ASSIGNED TASK> Nothing in the records may be dropped. Retype them all exactly.

Segment Start: GIVEN RECORDS

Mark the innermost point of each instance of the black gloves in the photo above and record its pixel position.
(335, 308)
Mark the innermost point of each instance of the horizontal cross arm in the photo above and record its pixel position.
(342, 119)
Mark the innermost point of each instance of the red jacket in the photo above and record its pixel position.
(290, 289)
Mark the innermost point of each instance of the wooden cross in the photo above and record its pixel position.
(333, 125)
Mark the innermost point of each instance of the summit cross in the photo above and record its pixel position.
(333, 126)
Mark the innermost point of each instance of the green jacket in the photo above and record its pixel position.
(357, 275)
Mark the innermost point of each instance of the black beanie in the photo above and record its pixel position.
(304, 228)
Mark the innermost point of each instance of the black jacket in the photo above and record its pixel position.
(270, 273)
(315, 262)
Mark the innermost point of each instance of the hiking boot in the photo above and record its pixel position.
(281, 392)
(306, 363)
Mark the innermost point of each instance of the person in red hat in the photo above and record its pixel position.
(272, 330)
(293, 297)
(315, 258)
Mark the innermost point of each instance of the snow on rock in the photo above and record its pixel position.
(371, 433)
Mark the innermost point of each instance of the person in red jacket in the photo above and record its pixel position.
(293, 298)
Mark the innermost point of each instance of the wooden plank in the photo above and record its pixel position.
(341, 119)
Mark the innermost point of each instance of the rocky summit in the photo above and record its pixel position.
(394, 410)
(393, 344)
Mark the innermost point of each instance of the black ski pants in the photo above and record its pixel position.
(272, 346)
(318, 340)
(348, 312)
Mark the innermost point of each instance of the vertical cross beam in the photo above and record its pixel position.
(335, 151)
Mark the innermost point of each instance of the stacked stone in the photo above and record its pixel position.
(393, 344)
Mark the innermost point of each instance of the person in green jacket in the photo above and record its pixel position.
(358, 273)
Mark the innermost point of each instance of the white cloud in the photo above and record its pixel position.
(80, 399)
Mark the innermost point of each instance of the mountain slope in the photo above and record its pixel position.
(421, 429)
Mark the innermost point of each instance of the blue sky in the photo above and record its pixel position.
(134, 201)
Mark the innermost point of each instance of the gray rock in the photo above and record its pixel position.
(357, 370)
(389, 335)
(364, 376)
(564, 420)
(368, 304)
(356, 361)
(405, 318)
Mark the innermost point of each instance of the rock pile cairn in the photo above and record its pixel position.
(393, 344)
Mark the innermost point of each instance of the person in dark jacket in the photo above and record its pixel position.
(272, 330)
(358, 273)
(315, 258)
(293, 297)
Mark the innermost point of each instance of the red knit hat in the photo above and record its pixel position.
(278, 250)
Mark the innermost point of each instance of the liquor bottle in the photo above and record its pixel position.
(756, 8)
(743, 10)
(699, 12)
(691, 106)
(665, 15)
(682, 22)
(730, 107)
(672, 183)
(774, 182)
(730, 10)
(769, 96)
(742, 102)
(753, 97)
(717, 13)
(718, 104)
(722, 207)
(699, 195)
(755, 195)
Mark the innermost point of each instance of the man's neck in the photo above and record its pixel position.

Segment End: GIVEN RECORDS

WORKED SOLUTION>
Mark the innermost point of each instance of the black gloves in the photo above and record its pixel position.
(335, 308)
Mark the innermost point of each instance of the horizontal cross arm in the photo above and record its pixel position.
(342, 119)
Mark the innermost point of each instance of the red jacket in the photo above and record its pixel position.
(290, 289)
Mark the innermost point of each instance of the wooden cross in the photo above and record its pixel position.
(333, 125)
Mark the innermost point of each instance of the summit cross in the photo above and record its pixel position.
(333, 126)
Mark the innermost point of each instance of the green jacket in the photo above and record its pixel position.
(357, 275)
Mark the innermost point of each instance of the black beanie in the photo above and record its pixel position.
(304, 228)
Mark the innermost point of each instance of the black jacket in the photo above and record its pixel position.
(270, 273)
(315, 262)
Mark the innermost point of each instance of the hiking boot in the photo above and record its pixel position.
(281, 392)
(306, 363)
Mark the innermost point of each instance of the person in red hat in the photo above and record its pixel position.
(272, 330)
(293, 297)
(315, 258)
Mark the innermost point of each instance of the snow on rock in the photo above and record its pixel position.
(371, 433)
Mark the innermost point of each instance of the person in red jacket in the photo above and record its pixel position.
(293, 298)
Mark the innermost point of each instance of the wooden plank in the photo above and record its pixel position.
(341, 119)
Mark the innermost point of each instance of the rocky summit in the photo above and record its pixel position.
(394, 410)
(393, 344)
Mark the innermost point of each instance of the black ski pants in the photo above and record its pixel position.
(272, 346)
(318, 340)
(348, 312)
Mark the innermost point of each instance of the vertical cross beam in the photo above and record its pixel position.
(335, 151)
Mark the innermost point of each instance of the stacked stone in the photo above and record its pixel position.
(393, 344)
Mark the innermost point of each instance of the person in green jacket in the photo above and record its pixel position.
(358, 273)
Mark the innermost point of each instance of the white cloud in the photo above and record its pixel position.
(80, 399)
Mark the innermost point of each instance of the mountain slope in the photo above and record its pixel position.
(421, 429)
Mark the innermost point of each instance of the blue sky in the photo above and record its pixel position.
(134, 201)
Mark the innermost point of each instance of the gray rock in the photo above and record its pixel position.
(357, 370)
(389, 335)
(364, 376)
(564, 420)
(368, 304)
(356, 361)
(405, 318)
Mark the innermost point of each instance of the rock pile cairn in the photo above and record its pixel position.
(393, 344)
Mark the innermost point of each instance of the person in dark jacket in the photo above and record its pixel position.
(272, 330)
(358, 273)
(315, 258)
(293, 297)
Mark the innermost point of each instance of the red knit hat in the photo above and record its pixel position.
(278, 250)
Mark the innermost point of each instance of the liquor bottle in the photo above and record its pixel position.
(756, 8)
(743, 10)
(699, 12)
(691, 106)
(665, 15)
(682, 22)
(730, 107)
(672, 183)
(774, 182)
(730, 10)
(769, 96)
(742, 102)
(753, 97)
(717, 13)
(718, 104)
(722, 207)
(699, 195)
(755, 195)
Mark the innermost point of each instance of the man's neck in the photo above and record its pixel position.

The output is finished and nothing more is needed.